Problems and tasks:
1) Repeat the text between "Subash Chandra Bose" and "has ever seen.", inclusive, from the passage on Bose and the Indian National Army.
2) Answer these from the passage on Bose and the Indian National Army:
(a) In which city did Bose lay the foundation stone of the Indian National Army War Memorial?
(b) Where were there reports of a plane crash carrying Bose?
(c) At what site did the British announce public trials of the INA members?

Text segment:
Subash Chandra Bose laying the foundation stone of Indian National Army War Memorial on 8 July 1945 in Singapore. Source: The Wire
A month later, in August 1945, following the defeat of Japan in the Second World War, there were reports of a plane crash carrying Bose in Taiwan, believed to be the cause of his death. Although many contrary reports emerged and inquiries were held in the following years to investigate the same, there remains an air of mystery surrounding the disappearance of one of the bravest freedom fighters India has ever seen.
While the INA was unsuccessful in driving out the British from India, their greatest achievement took place after they were arrested and tried by the British in 1945. The colonizers, having won the War, made the mistake of announcing public trials of the INA members at the Red Fort in Delhi. The Indian masses who were largely unaware of the existence and subsequent triumphs of the INA rose in protest against the trials. A new and fresh wave of nationalism had been born, which would not be subdued as easily as the previous ones. The British too, although victors of the World War, were drained and did not possess the resources and strength to quell the protests and riots erupting across the nation. A decision was made to grant independence to India.

Rows:

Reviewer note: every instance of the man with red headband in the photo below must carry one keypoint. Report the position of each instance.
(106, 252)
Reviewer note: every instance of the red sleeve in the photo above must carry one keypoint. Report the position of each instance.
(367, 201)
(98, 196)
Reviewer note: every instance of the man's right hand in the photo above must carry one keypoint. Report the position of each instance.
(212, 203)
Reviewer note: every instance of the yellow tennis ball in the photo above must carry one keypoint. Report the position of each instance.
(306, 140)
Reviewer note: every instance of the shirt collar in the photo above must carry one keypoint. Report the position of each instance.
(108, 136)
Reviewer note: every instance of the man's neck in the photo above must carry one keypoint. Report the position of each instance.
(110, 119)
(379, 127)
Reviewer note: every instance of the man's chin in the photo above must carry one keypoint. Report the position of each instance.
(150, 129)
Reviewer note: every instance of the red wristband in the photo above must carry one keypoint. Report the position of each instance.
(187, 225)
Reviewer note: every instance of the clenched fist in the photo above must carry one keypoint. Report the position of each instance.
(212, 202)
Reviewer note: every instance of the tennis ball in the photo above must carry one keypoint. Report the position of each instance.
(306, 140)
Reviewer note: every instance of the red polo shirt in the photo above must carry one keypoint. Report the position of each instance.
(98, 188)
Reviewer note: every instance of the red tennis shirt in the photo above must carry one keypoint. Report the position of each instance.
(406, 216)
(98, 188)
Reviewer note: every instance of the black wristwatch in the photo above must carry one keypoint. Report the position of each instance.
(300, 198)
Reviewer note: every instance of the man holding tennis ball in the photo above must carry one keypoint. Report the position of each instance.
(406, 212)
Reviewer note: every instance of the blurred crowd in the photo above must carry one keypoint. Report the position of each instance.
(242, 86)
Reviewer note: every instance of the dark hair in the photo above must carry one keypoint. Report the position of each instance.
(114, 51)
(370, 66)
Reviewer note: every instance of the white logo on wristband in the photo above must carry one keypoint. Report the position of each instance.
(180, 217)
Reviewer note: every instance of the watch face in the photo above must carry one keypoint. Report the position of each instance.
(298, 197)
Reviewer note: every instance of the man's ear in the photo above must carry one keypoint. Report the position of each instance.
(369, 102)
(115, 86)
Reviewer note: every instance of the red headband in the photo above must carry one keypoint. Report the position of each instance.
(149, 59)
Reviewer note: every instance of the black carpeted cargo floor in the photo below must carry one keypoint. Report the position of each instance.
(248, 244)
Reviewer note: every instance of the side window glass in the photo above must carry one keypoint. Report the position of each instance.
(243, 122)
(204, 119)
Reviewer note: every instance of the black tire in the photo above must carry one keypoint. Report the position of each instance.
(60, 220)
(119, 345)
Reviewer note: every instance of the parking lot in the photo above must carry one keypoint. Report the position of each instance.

Exercise solutions:
1)
Subash Chandra Bose laying the foundation stone of Indian National Army War Memorial on 8 July 1945 in Singapore. Source: The Wire
A month later, in August 1945, following the defeat of Japan in the Second World War, there were reports of a plane crash carrying Bose in Taiwan, believed to be the cause of his death. Although many contrary reports emerged and inquiries were held in the following years to investigate the same, there remains an air of mystery surrounding the disappearance of one of the bravest freedom fighters India has ever seen.

2)
(a) Singapore
(b) Taiwan
(c) The Red Fort in Delhi